GIVEN PASSAGE:
------------

Metaphysical Realism and Chesterton's Manalive

"A cosmos one day being rebuked by a pessimist replied: 'How can you who revile me consent to speak by my machinery? Permit me to reduce you to nothingness and then we will discuss the matter.' Moral: You should not look a gift universe in the mouth."--G.K. Chesterton
Chesterton

Chesterton's Metaphysical Realism

Chesterton held to a high epistemological fit between our common sense reason and the universe. We begin with the world's is-ness and treat our objective relationship to it as a given, though an, unfortunately, threatened one.  This view had a number of consequences in his thought:

  1. The creation is good, to be honored, and celebrated. By nature of its goodness, its epistemic verity can be relied upon unless something ruptures our relationship to its truthfulness.
  2. An assumption of a singularly material universe is ultimately fatalistic and pessimistic; likewise, a solipsistic subjectivity is ultimately a trap for egotism and madness.

------------

SUPPLIED MATERIAL:
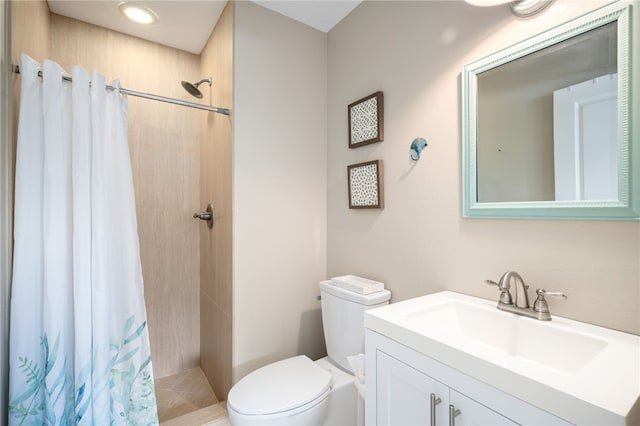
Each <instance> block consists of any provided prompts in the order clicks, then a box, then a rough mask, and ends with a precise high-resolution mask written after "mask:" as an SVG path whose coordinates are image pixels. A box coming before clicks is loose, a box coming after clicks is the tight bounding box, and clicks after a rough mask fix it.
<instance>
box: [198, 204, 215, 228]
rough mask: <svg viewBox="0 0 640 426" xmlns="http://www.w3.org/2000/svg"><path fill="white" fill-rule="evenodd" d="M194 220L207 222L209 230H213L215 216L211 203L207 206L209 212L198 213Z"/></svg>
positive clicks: (208, 211)
mask: <svg viewBox="0 0 640 426" xmlns="http://www.w3.org/2000/svg"><path fill="white" fill-rule="evenodd" d="M193 218H194V219H200V220H205V221H207V227H209V229H211V228H213V220H214V216H213V206H212V205H211V203H209V204H207V210H206V211H204V212H200V213H198V212H196V213H194V214H193Z"/></svg>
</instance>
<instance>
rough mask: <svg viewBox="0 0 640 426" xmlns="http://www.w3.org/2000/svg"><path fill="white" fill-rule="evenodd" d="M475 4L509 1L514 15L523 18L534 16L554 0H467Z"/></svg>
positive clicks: (491, 5)
mask: <svg viewBox="0 0 640 426" xmlns="http://www.w3.org/2000/svg"><path fill="white" fill-rule="evenodd" d="M465 1H466V2H467V3H469V4H472V5H474V6H497V5H499V4H504V3H509V6H511V11H512V12H513V14H514V15H516V16H519V17H521V18H527V17H529V16H533V15H535V14H536V13H540V12H542V11H543V10H544V9H545V8H546V7H547V6H549V5H550V4H551V2H552V1H553V0H465Z"/></svg>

------------

APPLY WHAT YOU READ:
- A) Revise the Chesterton passage from "2. An assumption" up to and including "egotism and madness.", changing "egotism" to "vanity".
- B) According to the Chesterton passage, what is an assumption of a singularly material universe ultimately?
The records have no connection to the Chesterton passage.

RESPONSES TO THE TASKS:
- A)
2. An assumption of a singularly material universe is ultimately fatalistic and pessimistic; likewise, a solipsistic subjectivity is ultimately a trap for vanity and madness.

- B) Fatalistic and pessimistic.